## begin Supplied records

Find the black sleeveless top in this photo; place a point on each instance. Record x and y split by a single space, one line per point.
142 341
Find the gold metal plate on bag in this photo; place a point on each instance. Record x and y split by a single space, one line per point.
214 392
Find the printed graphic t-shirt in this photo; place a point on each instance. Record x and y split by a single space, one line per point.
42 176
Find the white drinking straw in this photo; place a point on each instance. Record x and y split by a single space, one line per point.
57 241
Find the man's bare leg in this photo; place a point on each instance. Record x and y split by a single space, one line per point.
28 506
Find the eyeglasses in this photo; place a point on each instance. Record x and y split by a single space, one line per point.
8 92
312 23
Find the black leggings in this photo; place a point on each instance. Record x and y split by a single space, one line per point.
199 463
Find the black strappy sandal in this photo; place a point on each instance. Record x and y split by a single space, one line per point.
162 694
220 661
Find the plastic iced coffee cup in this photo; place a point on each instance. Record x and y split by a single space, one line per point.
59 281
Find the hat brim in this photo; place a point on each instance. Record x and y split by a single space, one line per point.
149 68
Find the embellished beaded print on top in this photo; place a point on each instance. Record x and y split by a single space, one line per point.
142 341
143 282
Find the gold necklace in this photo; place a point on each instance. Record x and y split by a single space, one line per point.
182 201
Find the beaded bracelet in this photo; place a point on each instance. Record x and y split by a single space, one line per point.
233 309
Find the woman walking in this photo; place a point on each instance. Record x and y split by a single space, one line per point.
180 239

## end Supplied records

◆ **Problem**
Put each line of the records above into a Markdown table with the columns Row and Line. Number the rows in order and leave out blank lines.

◆ **Worked answer**
| Row | Line |
|---|---|
| 1 | Find the black sleeveless top in this photo; place a point on each instance. Record x and y split by a single space, one line per point. |
| 2 | 142 341 |
| 3 | Find the gold metal plate on bag in this photo; place a point on each instance. Record x and y split by a single space, one line per point. |
| 4 | 214 392 |
| 5 | Find the printed graphic t-shirt in this photo; place a point on each instance. Record x and y split by a single space, one line per point. |
| 6 | 42 176 |
| 7 | Find the white drinking straw in this photo; place a point on each instance. Record x and y split by a single space, one line per point. |
| 8 | 57 241 |
| 9 | Find the man's bare leg in this photo; place a point on each instance. Record x and y split by a single space, one line per point. |
| 10 | 28 506 |
| 11 | Find the eyeglasses in this photo; place a point on each instance. Record x and y split by a single space, one line per point. |
| 12 | 8 92 |
| 13 | 312 23 |
| 14 | Find the black leggings in this photo; place a point on each instance. Record x and y split by a single space, one line per point. |
| 15 | 199 463 |
| 16 | Find the black strappy sandal in this photo; place a point on each instance. Record x and y split by a single space, one line per point. |
| 17 | 162 694 |
| 18 | 220 661 |
| 19 | Find the plastic iced coffee cup in this photo; place a point on each instance. Record x and y split by a single space, one line per point. |
| 20 | 59 281 |
| 21 | Find the hat brim in this photo; place a point on each instance. Record x and y split by a single space, one line per point. |
| 22 | 149 68 |
| 23 | Find the embellished beaded print on top in this photo; place a point on each instance. Record x and y split by a single space, one line per point. |
| 24 | 142 341 |
| 25 | 143 282 |
| 26 | Find the gold necklace in this photo; place a point on each instance. Record x and y split by a single space, one line per point. |
| 27 | 182 201 |
| 28 | Find the beaded bracelet in this photo; place a point on each instance. Record x and y split by a single space, one line per point. |
| 29 | 233 309 |
| 30 | Find the woman walking in this photo; place a point on each instance. Record x and y split by a single space, one line per point. |
| 31 | 180 239 |